> EXERCISE GOAL: Treat the line containing "Accessibility service: describe the location of black" as the first line and the final line of the material below as the last; reproduce that range exactly.

^^^^^^^^

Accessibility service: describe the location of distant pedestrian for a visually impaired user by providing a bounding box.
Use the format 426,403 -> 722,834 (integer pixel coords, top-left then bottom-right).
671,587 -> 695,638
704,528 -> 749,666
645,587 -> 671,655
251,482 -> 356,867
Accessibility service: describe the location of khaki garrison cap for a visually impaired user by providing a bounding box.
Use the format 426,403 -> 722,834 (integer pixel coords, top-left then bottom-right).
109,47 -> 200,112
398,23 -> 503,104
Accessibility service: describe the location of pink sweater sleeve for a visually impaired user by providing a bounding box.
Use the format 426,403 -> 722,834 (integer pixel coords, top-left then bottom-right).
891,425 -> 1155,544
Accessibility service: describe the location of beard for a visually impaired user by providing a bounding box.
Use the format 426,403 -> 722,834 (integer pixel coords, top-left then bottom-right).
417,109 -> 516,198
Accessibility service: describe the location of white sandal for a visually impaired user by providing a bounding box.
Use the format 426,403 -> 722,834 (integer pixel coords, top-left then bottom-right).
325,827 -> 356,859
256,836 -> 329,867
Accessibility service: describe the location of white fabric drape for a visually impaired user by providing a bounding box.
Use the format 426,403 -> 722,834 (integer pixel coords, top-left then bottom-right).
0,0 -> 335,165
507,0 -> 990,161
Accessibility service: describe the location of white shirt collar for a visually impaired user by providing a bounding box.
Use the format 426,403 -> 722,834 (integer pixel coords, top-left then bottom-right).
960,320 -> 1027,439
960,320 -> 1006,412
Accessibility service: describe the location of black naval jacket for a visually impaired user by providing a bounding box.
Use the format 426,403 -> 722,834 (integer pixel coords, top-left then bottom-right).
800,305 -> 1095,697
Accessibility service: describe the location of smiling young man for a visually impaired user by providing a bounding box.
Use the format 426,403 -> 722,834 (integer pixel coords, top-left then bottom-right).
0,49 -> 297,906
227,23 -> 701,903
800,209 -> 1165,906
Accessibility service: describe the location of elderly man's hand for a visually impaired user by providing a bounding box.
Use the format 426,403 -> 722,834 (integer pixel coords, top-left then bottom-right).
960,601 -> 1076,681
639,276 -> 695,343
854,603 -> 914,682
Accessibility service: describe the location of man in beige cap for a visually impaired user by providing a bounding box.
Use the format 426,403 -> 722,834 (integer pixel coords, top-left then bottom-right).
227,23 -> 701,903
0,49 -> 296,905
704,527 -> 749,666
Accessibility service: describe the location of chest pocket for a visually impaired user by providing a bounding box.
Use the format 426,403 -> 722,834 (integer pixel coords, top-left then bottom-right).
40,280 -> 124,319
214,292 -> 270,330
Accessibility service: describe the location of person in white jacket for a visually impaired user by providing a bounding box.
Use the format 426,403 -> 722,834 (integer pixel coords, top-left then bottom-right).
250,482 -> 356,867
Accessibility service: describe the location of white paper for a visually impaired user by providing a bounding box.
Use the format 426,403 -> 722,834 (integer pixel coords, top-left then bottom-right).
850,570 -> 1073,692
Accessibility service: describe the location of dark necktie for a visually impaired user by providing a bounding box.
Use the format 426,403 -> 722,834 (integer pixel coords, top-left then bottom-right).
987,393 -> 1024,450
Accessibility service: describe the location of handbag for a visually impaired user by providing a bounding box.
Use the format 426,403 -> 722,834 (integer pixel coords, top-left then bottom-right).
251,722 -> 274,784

^^^^^^^^

> ANSWER TO THE TASK:
Accessibility service: describe the location of black naval jacket for a visually impaired user by providing a bounding box.
Use the format 426,403 -> 722,834 (integer pixel coords, top-left then bottom-right).
800,305 -> 1095,697
Accessibility service: describe the location of smiling young man for a visually impaired user by providing a bounding box.
Use the format 426,403 -> 722,834 (integer pixel coords, top-left then bottom-right).
0,49 -> 297,906
227,23 -> 701,903
800,209 -> 1165,906
Accessibility service: describe the location of elderly man's hand for a visually impaired user by providing a bounding box.
Use the format 426,403 -> 722,834 (integer pixel coords, top-left then bottom-right).
960,601 -> 1076,681
639,276 -> 695,343
854,603 -> 914,682
Accessibility service: describe the location of man in beige cap for a visually impaired user by providing a bounding box.
Use the format 426,403 -> 722,834 (integer pixel coords, top-left then bottom-right).
227,23 -> 701,903
0,49 -> 296,905
704,527 -> 749,666
Accessibility service: describe the location of chest pocket for a visually impaired user by providing a bounding box.
Use the format 426,403 -> 722,834 (integer pixel coords, top-left then bottom-right).
40,280 -> 124,319
214,292 -> 270,330
Accessibility service: describe the location of person in white jacket for a visually impaired user by providing a bounding box.
Use the format 426,403 -> 722,834 (integer pixel coords, top-left then bottom-right).
250,482 -> 356,867
Accessibility service: describe the location of white paper for a visually impaired user by providing a bounding box.
Use the format 426,403 -> 722,834 (integer pixel coords, top-left then bottom-right).
850,570 -> 1073,692
Accessibility service: describe the location of dark necktie for a visually impaired user by providing a bounding box.
Use the format 426,403 -> 722,834 (integer pixel coords, top-left then bottom-right).
987,393 -> 1024,450
Accessibility service: describe the location of handbag for a visually impaired user by providing a bounding box.
Use the format 426,403 -> 722,834 (integer pixel coords, top-left then bottom-right).
251,722 -> 274,784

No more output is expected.